# Jogl oder Java3D ?



## Friedhelm (5. Aug 2010)

Hallo,

Ich schlage mich jetzt schon seit Tagem mit OpenGL rum. Komme mit Jogl ganz gut klar... ist aber anstrengend (da gibts keine gekapselten 3D Objekte, man muss alles alleine linear aufbauen).

Frage: Wie ist das bei Java3D? War jemand auch schon mal vor der Entscheidung Jogl oder Java3D?
Ohne Java3D je programmiert zu haben, hatte ich den Eindruck bei einigen Java3D Demos, das Jogl ca. 2-3 Mal schneller ist beim rendern als Java3D. Also sollte man besser bai Jogl bleiben?
::::::::
AUFGABENSTELLUNG
Führen Sie den Forumsbeitrag über Jogl und Java3D im Anschluss an seinen letzten Satz fort. Die Daten stehen in keinem Zusammenhang mit dem Forumsbeitrag.

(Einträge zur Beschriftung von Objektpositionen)
::::::::
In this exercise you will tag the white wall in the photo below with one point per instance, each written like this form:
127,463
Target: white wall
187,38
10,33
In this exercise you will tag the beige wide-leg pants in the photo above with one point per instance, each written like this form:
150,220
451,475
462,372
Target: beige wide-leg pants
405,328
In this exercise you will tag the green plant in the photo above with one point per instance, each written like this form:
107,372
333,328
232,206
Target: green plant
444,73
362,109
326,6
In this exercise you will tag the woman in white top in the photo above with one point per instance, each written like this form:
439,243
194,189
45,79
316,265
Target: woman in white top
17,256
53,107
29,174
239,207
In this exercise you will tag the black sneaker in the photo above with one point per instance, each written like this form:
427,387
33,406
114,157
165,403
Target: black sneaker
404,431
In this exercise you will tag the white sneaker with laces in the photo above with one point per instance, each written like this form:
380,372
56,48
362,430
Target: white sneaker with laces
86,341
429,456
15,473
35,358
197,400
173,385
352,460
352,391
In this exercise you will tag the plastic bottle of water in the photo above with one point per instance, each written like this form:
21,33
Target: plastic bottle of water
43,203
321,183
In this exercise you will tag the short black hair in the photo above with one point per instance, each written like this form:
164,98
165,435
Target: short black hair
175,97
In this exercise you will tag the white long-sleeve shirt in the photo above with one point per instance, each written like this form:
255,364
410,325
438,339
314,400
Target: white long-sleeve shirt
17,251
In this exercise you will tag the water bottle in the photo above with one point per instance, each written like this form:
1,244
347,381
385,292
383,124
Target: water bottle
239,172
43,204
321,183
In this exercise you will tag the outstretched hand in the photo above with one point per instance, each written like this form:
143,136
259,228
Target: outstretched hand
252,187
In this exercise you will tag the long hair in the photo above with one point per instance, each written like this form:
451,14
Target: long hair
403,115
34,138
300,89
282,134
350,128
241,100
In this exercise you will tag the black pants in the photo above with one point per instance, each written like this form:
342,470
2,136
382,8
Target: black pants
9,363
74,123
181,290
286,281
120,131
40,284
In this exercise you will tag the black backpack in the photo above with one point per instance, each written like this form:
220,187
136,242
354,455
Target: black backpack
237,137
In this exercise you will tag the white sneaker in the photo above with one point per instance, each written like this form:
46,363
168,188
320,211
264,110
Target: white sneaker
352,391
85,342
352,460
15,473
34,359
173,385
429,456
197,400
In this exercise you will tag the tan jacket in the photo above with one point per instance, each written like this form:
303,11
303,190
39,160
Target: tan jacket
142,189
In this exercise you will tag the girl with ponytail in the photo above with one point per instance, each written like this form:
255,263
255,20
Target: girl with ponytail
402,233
::::::::
LÖSUNG
Noch was... Ich möchte gerne in Jogl Objekte in der der 3D Scene "anfassen" können (mit der Maus draufklicken) und bewegen. Tja, es gibt da wohl Tricks (AugenStrahlVerfolgung etc. - Bau das Rad neu), aber keiner rückt einen "anständigen" Source Code raus... alles wohl top secret... oder ich habe noch nicht lange dannach gesucht (2 Tage).

Vielleicht hatte jemand hier das gleiche Problem und kann mir helfen.

Zum Schluss: wie läuft das unter Android... ist da OpenGL einfacher, wenn ja warum?


----------



## Antoras (5. Aug 2010)

Ich hab mich nur mit den oberflächlichen Unterschieden zwischen OpenGL, Java3D und anderen Software Rasterizern/Engines auseinandergesetzt. In wie fern Java3D langsamer als OpenGL ist, kann ich dir leider nicht sagen.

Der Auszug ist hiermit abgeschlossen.